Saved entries
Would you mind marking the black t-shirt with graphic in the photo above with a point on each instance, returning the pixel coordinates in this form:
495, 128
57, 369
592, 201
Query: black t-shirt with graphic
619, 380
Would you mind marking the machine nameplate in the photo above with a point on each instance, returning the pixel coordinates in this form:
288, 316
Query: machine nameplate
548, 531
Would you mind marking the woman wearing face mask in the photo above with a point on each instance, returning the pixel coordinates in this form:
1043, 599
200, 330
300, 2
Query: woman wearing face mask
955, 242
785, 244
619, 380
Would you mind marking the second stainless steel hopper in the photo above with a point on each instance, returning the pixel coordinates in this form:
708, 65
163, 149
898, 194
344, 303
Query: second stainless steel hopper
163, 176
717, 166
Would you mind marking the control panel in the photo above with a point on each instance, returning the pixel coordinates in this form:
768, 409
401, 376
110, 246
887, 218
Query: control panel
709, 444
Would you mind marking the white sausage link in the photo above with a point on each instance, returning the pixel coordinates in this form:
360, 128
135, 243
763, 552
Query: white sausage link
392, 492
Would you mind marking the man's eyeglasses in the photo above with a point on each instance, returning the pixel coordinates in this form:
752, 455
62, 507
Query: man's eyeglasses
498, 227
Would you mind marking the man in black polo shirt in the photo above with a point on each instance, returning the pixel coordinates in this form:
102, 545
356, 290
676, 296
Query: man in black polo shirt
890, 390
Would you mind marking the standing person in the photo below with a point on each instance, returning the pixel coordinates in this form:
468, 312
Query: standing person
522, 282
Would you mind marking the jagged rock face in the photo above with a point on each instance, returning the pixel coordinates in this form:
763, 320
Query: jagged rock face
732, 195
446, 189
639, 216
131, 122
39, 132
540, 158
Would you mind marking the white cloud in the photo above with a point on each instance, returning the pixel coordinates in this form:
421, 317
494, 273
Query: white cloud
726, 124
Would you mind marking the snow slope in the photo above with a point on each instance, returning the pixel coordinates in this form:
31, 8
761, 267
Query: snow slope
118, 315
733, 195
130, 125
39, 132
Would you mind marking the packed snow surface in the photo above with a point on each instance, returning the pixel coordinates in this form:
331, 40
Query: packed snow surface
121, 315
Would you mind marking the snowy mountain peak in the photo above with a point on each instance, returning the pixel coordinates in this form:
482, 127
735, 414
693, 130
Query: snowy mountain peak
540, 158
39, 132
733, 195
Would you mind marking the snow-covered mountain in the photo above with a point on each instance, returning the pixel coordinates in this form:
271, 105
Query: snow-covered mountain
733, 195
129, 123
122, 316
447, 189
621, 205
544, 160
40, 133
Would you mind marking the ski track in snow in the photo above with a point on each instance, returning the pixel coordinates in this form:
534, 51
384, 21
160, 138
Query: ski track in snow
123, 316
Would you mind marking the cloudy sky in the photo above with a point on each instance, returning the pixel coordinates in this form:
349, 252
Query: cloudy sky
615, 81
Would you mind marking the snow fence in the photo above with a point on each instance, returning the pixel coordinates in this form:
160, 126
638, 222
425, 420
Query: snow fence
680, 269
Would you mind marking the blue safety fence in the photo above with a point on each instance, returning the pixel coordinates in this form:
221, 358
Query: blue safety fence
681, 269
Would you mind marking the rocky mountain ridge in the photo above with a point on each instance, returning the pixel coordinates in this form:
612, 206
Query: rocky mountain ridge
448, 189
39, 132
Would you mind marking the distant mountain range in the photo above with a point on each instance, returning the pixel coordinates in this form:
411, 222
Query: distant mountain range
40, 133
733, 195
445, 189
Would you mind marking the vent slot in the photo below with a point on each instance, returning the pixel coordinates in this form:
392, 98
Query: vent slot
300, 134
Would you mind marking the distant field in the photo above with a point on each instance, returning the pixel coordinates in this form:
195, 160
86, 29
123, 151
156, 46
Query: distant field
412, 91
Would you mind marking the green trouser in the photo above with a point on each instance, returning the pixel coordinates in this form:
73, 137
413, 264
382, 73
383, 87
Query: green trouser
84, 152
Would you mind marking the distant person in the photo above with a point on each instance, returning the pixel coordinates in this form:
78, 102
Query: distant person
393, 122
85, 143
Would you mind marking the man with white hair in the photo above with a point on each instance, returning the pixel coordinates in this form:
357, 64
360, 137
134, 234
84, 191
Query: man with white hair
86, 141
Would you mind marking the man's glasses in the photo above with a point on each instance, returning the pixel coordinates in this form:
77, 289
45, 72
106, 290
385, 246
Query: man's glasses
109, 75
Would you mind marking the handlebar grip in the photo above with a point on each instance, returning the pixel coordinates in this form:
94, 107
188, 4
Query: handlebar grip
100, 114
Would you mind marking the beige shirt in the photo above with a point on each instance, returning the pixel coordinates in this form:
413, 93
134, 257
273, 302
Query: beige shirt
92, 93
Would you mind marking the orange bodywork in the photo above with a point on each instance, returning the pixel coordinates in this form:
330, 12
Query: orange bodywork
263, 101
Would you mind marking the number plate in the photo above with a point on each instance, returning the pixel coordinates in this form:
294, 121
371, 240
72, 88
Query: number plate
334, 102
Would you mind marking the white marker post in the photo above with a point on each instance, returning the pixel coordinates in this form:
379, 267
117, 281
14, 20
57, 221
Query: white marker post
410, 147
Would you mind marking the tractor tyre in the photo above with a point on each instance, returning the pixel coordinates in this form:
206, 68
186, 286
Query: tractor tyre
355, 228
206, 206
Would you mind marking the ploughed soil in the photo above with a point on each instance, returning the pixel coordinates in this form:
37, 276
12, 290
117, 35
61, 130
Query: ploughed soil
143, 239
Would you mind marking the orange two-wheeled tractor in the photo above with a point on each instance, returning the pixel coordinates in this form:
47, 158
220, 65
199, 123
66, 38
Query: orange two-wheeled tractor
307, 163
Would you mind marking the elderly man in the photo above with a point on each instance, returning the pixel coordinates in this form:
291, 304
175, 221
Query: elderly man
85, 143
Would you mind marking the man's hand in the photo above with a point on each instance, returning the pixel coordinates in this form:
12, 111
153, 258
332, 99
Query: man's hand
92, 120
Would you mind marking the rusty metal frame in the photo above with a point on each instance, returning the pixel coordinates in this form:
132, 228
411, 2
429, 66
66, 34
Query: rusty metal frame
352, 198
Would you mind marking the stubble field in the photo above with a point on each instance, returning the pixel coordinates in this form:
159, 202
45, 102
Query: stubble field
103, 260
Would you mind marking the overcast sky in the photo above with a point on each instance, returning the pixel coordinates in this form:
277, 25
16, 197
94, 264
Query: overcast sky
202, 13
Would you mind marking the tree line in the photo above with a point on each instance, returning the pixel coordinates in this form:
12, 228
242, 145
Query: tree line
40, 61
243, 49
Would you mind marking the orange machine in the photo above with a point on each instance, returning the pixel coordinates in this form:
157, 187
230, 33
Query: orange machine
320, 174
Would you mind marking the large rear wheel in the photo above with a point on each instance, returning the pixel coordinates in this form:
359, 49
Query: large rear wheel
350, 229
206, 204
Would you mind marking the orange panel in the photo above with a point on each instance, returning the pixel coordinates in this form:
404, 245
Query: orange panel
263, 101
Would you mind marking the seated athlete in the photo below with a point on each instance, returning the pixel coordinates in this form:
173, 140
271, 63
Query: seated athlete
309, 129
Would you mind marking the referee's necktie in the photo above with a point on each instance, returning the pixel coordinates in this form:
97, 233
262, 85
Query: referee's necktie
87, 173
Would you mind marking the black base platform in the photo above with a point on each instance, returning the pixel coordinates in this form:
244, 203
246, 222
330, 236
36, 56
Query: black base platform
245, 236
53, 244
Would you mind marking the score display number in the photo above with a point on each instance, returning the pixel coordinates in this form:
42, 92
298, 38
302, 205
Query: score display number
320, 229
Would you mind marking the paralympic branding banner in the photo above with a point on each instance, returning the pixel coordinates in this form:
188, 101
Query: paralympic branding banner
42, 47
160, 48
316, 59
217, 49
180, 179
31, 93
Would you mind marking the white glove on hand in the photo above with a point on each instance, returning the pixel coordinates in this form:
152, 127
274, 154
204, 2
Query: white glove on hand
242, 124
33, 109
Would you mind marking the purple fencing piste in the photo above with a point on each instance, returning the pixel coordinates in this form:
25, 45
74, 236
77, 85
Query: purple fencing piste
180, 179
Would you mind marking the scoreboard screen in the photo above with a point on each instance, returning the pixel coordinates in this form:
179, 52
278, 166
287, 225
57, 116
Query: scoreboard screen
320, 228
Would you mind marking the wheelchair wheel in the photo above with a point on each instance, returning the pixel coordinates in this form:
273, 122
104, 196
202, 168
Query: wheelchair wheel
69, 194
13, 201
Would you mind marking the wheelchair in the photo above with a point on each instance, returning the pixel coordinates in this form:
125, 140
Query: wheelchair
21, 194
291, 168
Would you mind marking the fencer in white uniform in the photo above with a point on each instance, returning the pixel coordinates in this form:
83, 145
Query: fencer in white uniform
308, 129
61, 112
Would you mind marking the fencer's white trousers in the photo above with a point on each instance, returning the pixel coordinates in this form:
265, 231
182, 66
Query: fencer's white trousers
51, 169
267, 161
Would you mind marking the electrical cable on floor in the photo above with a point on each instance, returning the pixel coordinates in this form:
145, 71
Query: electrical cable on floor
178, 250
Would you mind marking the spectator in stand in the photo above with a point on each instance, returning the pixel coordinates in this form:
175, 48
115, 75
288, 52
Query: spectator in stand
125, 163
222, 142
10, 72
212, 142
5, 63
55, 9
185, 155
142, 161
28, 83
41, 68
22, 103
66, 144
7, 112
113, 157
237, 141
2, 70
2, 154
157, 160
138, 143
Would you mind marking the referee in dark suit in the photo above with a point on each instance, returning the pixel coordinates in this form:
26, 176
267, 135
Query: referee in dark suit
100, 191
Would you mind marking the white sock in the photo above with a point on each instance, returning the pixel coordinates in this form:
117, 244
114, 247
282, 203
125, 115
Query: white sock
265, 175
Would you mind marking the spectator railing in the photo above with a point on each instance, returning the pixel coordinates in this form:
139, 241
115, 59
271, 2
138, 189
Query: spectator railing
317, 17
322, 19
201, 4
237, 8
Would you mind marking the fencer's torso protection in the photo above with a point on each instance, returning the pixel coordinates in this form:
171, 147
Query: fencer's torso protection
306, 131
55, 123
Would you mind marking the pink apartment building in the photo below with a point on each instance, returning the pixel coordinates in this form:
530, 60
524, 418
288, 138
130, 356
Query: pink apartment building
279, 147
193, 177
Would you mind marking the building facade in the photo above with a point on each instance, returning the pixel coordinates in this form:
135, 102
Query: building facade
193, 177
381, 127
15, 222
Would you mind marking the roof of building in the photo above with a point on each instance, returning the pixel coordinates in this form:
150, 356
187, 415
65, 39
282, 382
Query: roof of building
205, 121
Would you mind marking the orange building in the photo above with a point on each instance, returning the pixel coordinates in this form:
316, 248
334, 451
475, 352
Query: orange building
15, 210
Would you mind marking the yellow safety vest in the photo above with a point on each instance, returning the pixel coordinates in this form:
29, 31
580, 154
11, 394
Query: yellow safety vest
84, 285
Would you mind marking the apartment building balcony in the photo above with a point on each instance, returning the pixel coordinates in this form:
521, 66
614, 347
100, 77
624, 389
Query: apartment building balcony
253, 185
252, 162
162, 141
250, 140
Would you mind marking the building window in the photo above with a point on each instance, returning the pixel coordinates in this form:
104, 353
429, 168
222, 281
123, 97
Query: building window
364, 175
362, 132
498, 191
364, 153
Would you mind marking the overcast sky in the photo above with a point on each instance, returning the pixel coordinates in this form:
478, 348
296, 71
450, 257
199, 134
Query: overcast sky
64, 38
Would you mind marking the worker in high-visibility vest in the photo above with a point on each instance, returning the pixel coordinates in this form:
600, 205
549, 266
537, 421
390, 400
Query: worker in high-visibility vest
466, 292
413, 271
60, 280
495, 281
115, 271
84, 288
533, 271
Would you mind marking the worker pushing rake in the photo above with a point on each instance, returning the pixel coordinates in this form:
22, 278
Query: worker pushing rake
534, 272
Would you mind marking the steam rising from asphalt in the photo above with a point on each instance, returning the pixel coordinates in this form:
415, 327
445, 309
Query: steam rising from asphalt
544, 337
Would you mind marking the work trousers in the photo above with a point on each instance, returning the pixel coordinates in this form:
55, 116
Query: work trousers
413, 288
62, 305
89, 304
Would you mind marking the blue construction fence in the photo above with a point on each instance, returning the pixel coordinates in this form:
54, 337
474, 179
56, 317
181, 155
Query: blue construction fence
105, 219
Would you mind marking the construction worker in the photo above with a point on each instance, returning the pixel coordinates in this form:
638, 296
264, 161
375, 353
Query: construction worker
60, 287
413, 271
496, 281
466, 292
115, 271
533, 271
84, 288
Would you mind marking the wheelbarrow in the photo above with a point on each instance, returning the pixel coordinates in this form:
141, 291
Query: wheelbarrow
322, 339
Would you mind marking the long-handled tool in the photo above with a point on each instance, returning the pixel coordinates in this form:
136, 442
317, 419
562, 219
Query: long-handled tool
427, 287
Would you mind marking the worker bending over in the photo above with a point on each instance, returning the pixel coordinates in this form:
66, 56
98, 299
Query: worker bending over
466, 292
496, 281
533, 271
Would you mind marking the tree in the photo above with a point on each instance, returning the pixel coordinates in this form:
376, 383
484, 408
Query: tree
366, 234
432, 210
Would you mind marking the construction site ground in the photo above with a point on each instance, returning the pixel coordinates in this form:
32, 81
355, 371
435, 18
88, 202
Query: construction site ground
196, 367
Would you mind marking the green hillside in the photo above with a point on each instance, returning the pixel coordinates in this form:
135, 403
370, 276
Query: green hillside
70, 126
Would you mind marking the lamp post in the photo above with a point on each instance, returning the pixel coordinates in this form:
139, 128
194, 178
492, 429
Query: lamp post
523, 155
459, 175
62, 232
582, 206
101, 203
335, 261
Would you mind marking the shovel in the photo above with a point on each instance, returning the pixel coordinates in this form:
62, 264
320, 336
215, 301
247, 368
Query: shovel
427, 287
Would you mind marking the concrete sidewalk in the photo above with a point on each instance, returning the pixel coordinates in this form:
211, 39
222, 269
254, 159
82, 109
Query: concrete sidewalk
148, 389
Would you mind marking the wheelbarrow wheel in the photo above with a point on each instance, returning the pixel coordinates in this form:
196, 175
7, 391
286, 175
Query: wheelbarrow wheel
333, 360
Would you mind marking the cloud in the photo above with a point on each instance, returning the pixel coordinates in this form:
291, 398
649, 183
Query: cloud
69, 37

_HOW TO COMPLETE THIS TASK_
For each line above that includes the word "below", make a copy of that line.

_EXERCISE RESPONSE_
Would you mind marking the standing person in the photo below with a point on each instance, returning the pixel coordinates in this form:
Would you mind marking the vent slot in the photo below with a point on each instance, returning the pixel coordinates in this form:
Would you mind marking the seated athlete in the photo below with a point on each instance, returning the pixel coordinates in this form:
Would you mind marking the pink apartment building in the photo below with a point on each instance, returning the pixel coordinates in this form:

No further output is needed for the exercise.